ADR-0618: Content-Aware Classifier for Encoder Routing¶
- Status: Proposed
- Date: 2026-05-19
- Deciders: lusoris
- Tags:
ai,planning,vmaf-tune,dnn
Context¶
Different content types require different encoding strategies: animation 2D compresses well at low resolution and benefits from tune=animation; sports needs high CRF headroom and tight shot boundaries; HDR requires HDR-aware VMAF models. Currently vmaf-tune applies uniform parameters regardless of content type. A pre-encoding classifier that tags the source once (single 10s clip analysis) and emits a tag dict enables automatic routing to per-content-type VMAF priors, encoder parameters, and ladder defaults — without operator intervention.
Decision¶
We will implement a Hybrid A4 classifier (Research 0614): run FFmpeg siti for spatial complexity and motion intensity (deterministic, no GPU, ~5–10 s per clip), infer dynamic range from container metadata, and use CAMBI as a source-quality proxy. For genre and subjective tags (the only tags that cannot be derived from signal statistics), run a single local VLM call via Ollama (Gemma 3B Vision or Llama 3.2 11B Vision) on 3 sampled frames. Results are cached per clip fingerprint (xxHash128 of the first 1 MB) in a sidecar JSON.
The classifier lives in tools/vmaf-tune/src/vmaftune/classify.py. The output is a ContentTags dataclass fed into a routing table that selects encoder params, VMAF model, and ladder priors.
Alternatives considered¶
| Option | Pros | Cons | Why not chosen |
|---|---|---|---|
| A1 — VLM-only (Ollama local) | Zero training; all tags covered | GPU required; 2–5 s latency; non-deterministic | Retained as partial contributor in A4 |
| A1b — Claude Vision API | Zero training; natural language | Content leaves premises; API cost; latency | Unacceptable for unreleased content |
| A2 — Train small CNN | Zero runtime overhead; deterministic | 1–2 weeks training; taxonomy crosswalk; genre-only | Deferred; requires labeled corpus |
| A3 — CAMBI + SI/TI only | Deterministic; fast; no GPU | No genre; no semantic tags | Covers 5 of 7 tag categories; adopted as A4 base |
| A4 — Hybrid SI/TI + selective VLM (chosen) | Covers all tags; deterministic for signal tags; VLM only when needed | VLM non-determinism on genre tags; Ollama dependency | — |
Consequences¶
- Positive: Zero training burden; all 7 tag categories covered; enables automatic routing for NEG (ADR-0616), ladder priors, and encoder
tuneparams; caching means the classifier runs once per title. - Negative: Ollama dependency adds GPU requirement to the pre-encoding step when genre tags are needed; non-deterministic genre tags (LLM-sampled) may produce inconsistent routing on re-runs without a fixed seed.

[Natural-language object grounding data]
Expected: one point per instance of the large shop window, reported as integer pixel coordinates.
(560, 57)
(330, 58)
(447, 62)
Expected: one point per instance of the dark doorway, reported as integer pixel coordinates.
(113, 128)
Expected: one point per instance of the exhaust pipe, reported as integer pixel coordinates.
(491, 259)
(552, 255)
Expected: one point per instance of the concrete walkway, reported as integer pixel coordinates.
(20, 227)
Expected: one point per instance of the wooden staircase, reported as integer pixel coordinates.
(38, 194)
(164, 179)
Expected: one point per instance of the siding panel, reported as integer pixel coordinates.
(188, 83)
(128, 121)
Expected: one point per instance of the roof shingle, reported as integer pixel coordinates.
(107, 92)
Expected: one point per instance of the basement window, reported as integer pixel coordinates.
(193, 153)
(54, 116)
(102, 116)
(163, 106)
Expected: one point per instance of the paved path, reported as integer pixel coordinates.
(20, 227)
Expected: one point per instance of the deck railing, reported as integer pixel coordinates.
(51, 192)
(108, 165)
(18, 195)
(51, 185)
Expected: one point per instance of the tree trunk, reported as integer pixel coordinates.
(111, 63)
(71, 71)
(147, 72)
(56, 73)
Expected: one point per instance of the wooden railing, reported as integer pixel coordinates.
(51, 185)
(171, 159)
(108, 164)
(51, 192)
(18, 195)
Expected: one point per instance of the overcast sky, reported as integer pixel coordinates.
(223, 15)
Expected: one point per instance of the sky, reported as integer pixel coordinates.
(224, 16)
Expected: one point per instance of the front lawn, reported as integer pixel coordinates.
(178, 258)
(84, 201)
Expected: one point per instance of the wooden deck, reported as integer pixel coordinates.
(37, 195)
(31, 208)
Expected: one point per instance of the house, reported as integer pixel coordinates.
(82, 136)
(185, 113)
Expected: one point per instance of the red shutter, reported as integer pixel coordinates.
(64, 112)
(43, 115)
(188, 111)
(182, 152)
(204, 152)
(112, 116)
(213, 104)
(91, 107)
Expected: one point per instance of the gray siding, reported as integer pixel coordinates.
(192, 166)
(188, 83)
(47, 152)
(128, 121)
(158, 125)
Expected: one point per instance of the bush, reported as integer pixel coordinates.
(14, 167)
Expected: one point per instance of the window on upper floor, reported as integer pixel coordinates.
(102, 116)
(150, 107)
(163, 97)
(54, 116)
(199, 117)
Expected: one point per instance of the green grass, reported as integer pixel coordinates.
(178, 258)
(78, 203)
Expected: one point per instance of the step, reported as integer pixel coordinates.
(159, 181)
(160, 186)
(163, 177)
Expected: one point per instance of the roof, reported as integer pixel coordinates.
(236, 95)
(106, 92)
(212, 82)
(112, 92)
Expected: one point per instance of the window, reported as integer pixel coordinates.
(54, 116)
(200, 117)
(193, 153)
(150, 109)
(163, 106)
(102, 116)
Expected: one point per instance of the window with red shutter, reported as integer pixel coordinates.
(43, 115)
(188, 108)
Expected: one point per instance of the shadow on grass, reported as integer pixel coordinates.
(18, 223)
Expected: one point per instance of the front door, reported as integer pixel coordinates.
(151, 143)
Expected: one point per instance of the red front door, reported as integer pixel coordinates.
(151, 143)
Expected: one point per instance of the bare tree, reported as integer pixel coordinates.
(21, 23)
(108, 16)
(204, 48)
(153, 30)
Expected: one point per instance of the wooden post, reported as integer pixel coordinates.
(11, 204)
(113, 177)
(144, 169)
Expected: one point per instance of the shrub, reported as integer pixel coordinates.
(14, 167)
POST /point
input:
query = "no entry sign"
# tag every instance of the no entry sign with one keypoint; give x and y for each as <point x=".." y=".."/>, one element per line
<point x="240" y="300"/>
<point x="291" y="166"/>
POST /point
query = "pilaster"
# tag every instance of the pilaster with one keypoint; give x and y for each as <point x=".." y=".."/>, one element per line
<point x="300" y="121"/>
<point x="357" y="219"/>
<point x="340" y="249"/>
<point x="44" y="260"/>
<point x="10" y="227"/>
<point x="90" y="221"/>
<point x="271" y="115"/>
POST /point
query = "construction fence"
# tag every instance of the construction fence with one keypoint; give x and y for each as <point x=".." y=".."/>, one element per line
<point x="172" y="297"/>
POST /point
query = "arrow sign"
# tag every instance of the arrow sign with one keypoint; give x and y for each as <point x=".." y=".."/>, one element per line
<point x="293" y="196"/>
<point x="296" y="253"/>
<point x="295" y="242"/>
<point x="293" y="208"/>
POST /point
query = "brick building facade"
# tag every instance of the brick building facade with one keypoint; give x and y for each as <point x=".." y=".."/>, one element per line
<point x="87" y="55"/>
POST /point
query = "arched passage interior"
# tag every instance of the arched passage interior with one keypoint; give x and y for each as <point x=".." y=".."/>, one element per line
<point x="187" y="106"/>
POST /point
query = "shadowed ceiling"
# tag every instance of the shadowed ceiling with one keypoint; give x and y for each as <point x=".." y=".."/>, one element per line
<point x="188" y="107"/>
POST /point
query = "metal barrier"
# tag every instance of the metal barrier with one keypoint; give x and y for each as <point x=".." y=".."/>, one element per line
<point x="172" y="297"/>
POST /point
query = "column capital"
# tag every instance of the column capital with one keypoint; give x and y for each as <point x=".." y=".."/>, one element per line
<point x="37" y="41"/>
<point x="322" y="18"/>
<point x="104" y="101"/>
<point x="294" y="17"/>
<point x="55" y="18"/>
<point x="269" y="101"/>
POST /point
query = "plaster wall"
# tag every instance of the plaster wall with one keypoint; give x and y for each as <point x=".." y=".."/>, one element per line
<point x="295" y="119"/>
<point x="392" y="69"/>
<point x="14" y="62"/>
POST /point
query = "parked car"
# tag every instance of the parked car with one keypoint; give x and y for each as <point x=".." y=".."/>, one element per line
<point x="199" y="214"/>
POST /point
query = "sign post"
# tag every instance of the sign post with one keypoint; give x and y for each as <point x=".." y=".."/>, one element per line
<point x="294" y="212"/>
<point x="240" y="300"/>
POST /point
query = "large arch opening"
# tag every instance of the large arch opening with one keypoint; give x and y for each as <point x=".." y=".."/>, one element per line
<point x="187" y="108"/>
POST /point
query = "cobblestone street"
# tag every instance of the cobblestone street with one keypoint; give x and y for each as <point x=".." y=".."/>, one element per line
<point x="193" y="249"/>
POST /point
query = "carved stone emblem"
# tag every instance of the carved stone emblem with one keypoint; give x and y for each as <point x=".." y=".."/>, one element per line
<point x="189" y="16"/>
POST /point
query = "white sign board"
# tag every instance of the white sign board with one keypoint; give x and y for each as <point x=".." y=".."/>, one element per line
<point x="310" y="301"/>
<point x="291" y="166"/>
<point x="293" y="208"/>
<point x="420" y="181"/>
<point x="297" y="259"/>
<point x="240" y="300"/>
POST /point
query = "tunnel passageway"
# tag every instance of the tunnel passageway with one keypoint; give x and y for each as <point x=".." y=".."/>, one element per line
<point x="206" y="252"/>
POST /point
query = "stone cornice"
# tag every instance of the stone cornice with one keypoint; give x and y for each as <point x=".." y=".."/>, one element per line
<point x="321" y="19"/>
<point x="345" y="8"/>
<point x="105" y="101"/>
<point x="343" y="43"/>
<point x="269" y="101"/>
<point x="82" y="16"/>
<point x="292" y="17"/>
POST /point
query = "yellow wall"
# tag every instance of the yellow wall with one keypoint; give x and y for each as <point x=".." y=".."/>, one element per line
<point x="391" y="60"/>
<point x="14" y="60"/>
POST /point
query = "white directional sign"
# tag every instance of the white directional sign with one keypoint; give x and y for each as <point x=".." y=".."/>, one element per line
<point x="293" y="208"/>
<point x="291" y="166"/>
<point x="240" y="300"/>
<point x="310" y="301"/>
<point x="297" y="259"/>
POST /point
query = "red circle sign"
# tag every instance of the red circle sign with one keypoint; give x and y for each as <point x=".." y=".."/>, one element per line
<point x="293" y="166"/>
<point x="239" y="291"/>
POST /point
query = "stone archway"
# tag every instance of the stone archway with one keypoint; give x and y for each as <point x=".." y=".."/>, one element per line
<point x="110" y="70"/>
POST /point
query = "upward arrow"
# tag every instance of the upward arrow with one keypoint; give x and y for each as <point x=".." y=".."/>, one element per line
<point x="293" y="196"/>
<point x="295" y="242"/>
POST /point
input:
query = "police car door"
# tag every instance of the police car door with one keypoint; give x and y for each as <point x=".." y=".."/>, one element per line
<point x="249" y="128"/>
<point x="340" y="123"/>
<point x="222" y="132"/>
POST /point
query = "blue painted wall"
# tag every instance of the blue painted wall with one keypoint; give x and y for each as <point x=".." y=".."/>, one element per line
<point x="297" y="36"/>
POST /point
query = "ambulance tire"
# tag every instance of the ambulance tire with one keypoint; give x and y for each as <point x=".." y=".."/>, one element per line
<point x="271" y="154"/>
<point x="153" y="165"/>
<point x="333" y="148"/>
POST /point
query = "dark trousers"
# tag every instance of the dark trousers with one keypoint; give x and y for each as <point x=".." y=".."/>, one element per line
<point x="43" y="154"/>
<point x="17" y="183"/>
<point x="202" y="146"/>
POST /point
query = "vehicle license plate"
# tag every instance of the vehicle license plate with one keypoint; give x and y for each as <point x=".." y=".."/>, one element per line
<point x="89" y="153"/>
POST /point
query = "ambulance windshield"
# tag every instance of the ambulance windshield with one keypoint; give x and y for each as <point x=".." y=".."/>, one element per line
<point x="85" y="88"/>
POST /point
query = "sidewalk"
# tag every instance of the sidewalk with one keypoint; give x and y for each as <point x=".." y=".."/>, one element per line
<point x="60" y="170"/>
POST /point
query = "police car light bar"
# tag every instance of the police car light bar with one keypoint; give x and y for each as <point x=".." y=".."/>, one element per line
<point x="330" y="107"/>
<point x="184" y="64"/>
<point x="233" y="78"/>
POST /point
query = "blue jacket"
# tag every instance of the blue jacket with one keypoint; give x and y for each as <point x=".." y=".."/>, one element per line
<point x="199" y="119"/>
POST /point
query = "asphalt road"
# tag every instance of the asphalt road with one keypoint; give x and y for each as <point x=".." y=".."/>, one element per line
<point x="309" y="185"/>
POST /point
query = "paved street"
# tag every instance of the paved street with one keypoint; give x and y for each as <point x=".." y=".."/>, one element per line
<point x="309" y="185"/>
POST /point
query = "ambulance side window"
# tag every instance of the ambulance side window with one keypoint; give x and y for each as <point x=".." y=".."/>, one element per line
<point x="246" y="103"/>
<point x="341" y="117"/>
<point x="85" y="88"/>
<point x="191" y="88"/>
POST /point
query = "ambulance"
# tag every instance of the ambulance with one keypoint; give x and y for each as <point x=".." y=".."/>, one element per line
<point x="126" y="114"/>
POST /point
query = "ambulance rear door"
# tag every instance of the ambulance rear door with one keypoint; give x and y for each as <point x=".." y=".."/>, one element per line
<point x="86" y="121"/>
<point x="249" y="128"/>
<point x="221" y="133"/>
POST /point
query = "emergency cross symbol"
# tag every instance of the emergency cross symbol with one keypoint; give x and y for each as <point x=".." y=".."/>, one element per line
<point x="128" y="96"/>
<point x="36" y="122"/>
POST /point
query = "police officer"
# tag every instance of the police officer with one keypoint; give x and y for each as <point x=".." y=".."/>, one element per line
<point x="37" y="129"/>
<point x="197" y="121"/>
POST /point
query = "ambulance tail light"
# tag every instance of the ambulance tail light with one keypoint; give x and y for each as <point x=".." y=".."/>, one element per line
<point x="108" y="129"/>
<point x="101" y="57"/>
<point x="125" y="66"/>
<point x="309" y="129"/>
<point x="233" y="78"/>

* Parts of the exercise:
a) According to the ADR, how is the clip fingerprint used for caching computed?
b) Reproduce the ADR's text from "The classifier lives" to "and ladder priors.".
c) Summarize the ADR in three sentences.

* Exercise answers:
a) It is an xxHash128 of the first 1 MB.

b)
The classifier lives in tools/vmaf-tune/src/vmaftune/classify.py. The output is a ContentTags dataclass fed into a routing table that selects encoder params, VMAF model, and ladder priors.

c) The ADR proposes a Hybrid A4 classifier that tags a source once so vmaf-tune can route automatically to per-content-type VMAF priors, encoder parameters, and ladder defaults. It uses FFmpeg siti, container metadata, and CAMBI for signal-based tags, and a single local VLM call via Ollama on 3 sampled frames for genre and subjective tags, caching results per clip fingerprint. It covers all 7 tag categories with no training burden, but it adds a GPU requirement through the Ollama dependency, and its genre tags may produce inconsistent routing on re-runs without a fixed seed.